Collected data entries:
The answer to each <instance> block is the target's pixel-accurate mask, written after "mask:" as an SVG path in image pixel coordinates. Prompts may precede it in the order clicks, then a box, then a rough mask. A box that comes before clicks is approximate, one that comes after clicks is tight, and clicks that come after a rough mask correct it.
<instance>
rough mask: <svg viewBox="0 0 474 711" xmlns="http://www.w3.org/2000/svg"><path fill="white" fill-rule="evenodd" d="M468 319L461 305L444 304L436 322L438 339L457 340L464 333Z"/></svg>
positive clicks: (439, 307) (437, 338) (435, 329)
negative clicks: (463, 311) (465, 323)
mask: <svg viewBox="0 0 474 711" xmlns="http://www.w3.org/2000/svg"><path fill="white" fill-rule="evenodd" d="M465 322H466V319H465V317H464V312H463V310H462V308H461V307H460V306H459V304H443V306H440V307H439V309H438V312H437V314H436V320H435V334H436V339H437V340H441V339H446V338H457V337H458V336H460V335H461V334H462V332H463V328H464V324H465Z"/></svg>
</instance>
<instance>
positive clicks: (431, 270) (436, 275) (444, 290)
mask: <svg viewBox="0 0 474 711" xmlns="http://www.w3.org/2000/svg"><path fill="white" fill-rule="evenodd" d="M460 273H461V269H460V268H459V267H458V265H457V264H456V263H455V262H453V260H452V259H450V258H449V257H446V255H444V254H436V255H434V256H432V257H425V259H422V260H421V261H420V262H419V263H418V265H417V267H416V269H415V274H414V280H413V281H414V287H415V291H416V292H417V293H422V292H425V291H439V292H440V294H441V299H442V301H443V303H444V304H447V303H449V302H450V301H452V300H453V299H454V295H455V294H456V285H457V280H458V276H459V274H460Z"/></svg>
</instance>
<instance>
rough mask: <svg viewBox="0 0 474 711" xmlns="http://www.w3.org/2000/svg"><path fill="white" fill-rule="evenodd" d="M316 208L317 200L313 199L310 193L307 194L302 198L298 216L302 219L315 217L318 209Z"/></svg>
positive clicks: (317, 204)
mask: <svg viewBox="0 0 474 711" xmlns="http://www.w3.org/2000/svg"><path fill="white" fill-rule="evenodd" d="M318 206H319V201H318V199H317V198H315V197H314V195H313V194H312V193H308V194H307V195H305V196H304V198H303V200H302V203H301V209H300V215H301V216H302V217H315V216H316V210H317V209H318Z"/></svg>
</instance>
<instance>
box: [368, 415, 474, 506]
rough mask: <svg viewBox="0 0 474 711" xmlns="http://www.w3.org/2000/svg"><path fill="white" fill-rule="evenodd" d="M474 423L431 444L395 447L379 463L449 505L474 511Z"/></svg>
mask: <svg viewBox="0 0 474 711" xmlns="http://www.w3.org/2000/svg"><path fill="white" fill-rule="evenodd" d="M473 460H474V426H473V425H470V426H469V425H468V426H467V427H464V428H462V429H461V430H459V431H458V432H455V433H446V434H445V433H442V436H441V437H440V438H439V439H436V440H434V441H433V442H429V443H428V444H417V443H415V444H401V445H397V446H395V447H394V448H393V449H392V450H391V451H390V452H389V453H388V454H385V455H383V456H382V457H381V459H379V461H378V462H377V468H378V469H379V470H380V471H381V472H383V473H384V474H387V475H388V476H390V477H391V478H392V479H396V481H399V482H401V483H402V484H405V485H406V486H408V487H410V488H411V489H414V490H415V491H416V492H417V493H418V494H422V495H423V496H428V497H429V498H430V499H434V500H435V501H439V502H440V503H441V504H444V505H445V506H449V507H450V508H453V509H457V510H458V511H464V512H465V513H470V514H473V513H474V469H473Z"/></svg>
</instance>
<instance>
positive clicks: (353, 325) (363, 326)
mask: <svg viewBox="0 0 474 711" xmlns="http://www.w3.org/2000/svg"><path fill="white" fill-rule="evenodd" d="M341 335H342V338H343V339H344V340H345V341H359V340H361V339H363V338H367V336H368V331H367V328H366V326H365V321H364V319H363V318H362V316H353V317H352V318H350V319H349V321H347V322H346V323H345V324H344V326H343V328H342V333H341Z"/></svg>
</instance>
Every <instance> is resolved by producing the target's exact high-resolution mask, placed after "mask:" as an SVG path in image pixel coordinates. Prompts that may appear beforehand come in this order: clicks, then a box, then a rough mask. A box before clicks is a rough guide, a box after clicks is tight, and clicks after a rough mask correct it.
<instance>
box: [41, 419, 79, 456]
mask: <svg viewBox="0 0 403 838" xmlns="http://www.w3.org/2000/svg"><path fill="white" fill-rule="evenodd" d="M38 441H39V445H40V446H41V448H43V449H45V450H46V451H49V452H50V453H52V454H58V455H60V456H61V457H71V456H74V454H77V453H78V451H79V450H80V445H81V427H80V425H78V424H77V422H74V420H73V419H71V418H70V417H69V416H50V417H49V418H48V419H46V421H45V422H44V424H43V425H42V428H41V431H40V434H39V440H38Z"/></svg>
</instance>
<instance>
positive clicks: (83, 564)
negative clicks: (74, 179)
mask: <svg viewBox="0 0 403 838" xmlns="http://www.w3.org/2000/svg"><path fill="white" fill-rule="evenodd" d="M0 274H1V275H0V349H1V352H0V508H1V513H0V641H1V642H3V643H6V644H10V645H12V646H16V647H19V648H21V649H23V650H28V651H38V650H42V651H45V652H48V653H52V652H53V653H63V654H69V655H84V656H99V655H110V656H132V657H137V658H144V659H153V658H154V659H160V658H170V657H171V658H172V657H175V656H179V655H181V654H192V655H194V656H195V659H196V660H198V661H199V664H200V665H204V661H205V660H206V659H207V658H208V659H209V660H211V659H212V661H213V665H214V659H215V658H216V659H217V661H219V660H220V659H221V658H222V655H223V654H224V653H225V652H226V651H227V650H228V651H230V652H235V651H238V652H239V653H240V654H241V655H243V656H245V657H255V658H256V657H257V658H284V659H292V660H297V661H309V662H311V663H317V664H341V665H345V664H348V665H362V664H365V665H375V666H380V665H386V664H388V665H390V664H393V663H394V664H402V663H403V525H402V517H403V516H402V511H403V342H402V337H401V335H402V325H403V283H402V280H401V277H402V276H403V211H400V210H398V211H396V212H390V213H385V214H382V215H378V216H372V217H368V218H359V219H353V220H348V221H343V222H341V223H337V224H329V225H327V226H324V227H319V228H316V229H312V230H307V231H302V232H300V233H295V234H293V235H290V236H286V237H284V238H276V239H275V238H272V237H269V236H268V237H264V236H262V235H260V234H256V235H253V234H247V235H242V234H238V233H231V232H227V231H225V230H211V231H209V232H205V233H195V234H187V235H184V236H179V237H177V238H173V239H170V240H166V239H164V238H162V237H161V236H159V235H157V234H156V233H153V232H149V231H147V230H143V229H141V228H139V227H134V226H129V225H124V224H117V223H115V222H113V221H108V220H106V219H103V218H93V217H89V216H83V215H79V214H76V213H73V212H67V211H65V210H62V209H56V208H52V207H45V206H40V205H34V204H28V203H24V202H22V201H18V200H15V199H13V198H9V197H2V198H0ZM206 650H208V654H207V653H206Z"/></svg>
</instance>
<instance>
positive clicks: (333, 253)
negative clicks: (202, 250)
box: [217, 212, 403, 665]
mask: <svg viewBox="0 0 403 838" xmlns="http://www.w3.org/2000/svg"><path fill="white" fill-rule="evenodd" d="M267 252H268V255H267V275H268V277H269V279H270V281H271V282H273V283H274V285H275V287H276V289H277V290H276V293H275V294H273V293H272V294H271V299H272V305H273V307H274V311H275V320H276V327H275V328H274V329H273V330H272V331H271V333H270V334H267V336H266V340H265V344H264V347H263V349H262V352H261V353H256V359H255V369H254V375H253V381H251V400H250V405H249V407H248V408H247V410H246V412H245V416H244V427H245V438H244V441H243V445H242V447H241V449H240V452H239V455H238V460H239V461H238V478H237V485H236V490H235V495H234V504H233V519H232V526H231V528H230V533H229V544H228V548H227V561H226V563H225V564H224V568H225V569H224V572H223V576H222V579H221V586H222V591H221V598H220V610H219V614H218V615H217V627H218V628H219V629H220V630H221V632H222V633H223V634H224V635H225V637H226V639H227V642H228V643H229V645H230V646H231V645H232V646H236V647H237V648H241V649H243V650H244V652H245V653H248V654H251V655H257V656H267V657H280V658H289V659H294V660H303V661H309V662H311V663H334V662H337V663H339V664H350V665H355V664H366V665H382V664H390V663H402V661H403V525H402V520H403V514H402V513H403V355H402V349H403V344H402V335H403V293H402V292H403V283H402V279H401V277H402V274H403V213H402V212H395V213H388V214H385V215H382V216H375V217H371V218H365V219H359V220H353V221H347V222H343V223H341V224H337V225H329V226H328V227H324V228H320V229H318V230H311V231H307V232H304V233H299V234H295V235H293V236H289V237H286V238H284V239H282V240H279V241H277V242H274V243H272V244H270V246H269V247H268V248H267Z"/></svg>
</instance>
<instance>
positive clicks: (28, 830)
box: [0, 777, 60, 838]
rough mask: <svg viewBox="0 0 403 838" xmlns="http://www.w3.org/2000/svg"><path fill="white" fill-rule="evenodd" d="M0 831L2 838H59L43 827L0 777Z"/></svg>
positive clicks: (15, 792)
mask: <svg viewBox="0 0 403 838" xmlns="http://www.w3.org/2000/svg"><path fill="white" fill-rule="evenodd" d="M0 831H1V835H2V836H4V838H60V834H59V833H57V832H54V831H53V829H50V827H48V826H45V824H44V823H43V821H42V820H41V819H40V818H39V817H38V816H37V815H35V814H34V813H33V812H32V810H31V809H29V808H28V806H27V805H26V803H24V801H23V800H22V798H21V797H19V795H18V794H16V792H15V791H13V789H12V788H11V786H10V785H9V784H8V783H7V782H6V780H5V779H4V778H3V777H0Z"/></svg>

**Required action:**
Duplicate everything from the line that contains "831L2 838H59L43 827L0" down to the end of the records above, with both ends included.

**Answer section:**
rough mask: <svg viewBox="0 0 403 838" xmlns="http://www.w3.org/2000/svg"><path fill="white" fill-rule="evenodd" d="M0 831L2 838H59L43 827L0 777Z"/></svg>
positive clicks: (15, 792)
mask: <svg viewBox="0 0 403 838" xmlns="http://www.w3.org/2000/svg"><path fill="white" fill-rule="evenodd" d="M0 831H1V835H2V836H4V838H60V834H59V833H57V832H54V831H53V829H50V827H48V826H45V824H44V823H43V821H42V820H41V819H40V818H39V817H38V816H37V815H35V814H34V813H33V812H32V810H31V809H29V808H28V806H27V805H26V803H24V801H23V800H22V798H21V797H19V795H18V794H16V792H15V791H13V789H12V788H11V786H10V785H9V784H8V783H7V782H6V780H5V779H4V778H3V777H0Z"/></svg>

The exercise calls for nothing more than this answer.